- [TASK BRIEF]
Copy these items word for word, beginning at the line that contains "Point to the brown" and ending after the line that contains "<point>338,92</point>".

- [LISTING]
★ ★ ★ ★ ★

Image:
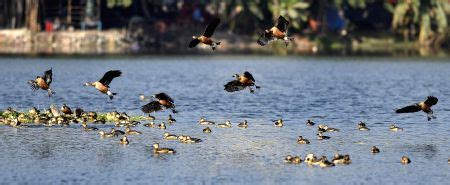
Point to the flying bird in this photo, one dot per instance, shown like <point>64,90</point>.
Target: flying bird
<point>103,84</point>
<point>206,37</point>
<point>42,82</point>
<point>424,106</point>
<point>241,82</point>
<point>163,101</point>
<point>277,32</point>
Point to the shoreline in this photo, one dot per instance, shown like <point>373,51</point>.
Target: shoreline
<point>23,43</point>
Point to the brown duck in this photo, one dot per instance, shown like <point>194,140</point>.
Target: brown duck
<point>424,106</point>
<point>206,37</point>
<point>43,82</point>
<point>163,101</point>
<point>103,84</point>
<point>241,82</point>
<point>277,32</point>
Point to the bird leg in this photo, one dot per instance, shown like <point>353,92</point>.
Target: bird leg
<point>50,92</point>
<point>430,116</point>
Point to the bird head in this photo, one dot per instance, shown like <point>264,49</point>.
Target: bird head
<point>89,84</point>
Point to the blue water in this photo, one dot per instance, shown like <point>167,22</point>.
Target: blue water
<point>338,92</point>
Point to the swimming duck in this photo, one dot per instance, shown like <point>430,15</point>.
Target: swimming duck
<point>341,159</point>
<point>424,106</point>
<point>143,98</point>
<point>203,121</point>
<point>375,150</point>
<point>325,163</point>
<point>33,111</point>
<point>103,84</point>
<point>405,160</point>
<point>171,119</point>
<point>189,139</point>
<point>163,101</point>
<point>124,140</point>
<point>128,131</point>
<point>157,150</point>
<point>309,123</point>
<point>320,136</point>
<point>302,140</point>
<point>151,124</point>
<point>241,82</point>
<point>325,128</point>
<point>292,159</point>
<point>276,32</point>
<point>206,37</point>
<point>311,159</point>
<point>394,128</point>
<point>243,124</point>
<point>55,111</point>
<point>105,134</point>
<point>78,112</point>
<point>117,132</point>
<point>66,110</point>
<point>168,136</point>
<point>227,124</point>
<point>87,128</point>
<point>278,123</point>
<point>15,122</point>
<point>207,130</point>
<point>362,126</point>
<point>162,126</point>
<point>42,82</point>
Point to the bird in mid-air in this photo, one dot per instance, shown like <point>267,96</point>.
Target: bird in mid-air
<point>424,106</point>
<point>277,32</point>
<point>206,37</point>
<point>163,101</point>
<point>42,82</point>
<point>103,84</point>
<point>241,82</point>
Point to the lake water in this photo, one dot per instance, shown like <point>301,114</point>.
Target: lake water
<point>336,91</point>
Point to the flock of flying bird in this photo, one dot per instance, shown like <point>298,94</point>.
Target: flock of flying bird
<point>163,101</point>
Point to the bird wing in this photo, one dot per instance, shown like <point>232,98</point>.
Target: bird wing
<point>33,85</point>
<point>282,24</point>
<point>249,76</point>
<point>211,27</point>
<point>164,96</point>
<point>265,38</point>
<point>48,76</point>
<point>431,100</point>
<point>193,43</point>
<point>151,107</point>
<point>409,109</point>
<point>107,78</point>
<point>234,85</point>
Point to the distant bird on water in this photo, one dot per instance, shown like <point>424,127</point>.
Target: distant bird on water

★ ★ ★ ★ ★

- [WRITTEN RESPONSE]
Point to the brown duck in this photo, one dot per instance, shown like <point>194,140</point>.
Target: brown duck
<point>424,106</point>
<point>206,37</point>
<point>43,82</point>
<point>163,101</point>
<point>103,84</point>
<point>241,82</point>
<point>277,32</point>
Point to the bird leg in this photo, one dot per instance, shown like <point>353,92</point>.
Target: bird leg
<point>50,92</point>
<point>430,116</point>
Point to the bird head in this photo, one dot per instance, shown like <point>264,49</point>.
Target: bird head
<point>89,84</point>
Point to the blue water in this photo, one dot per instance, shown like <point>167,22</point>.
Target: blue water
<point>338,92</point>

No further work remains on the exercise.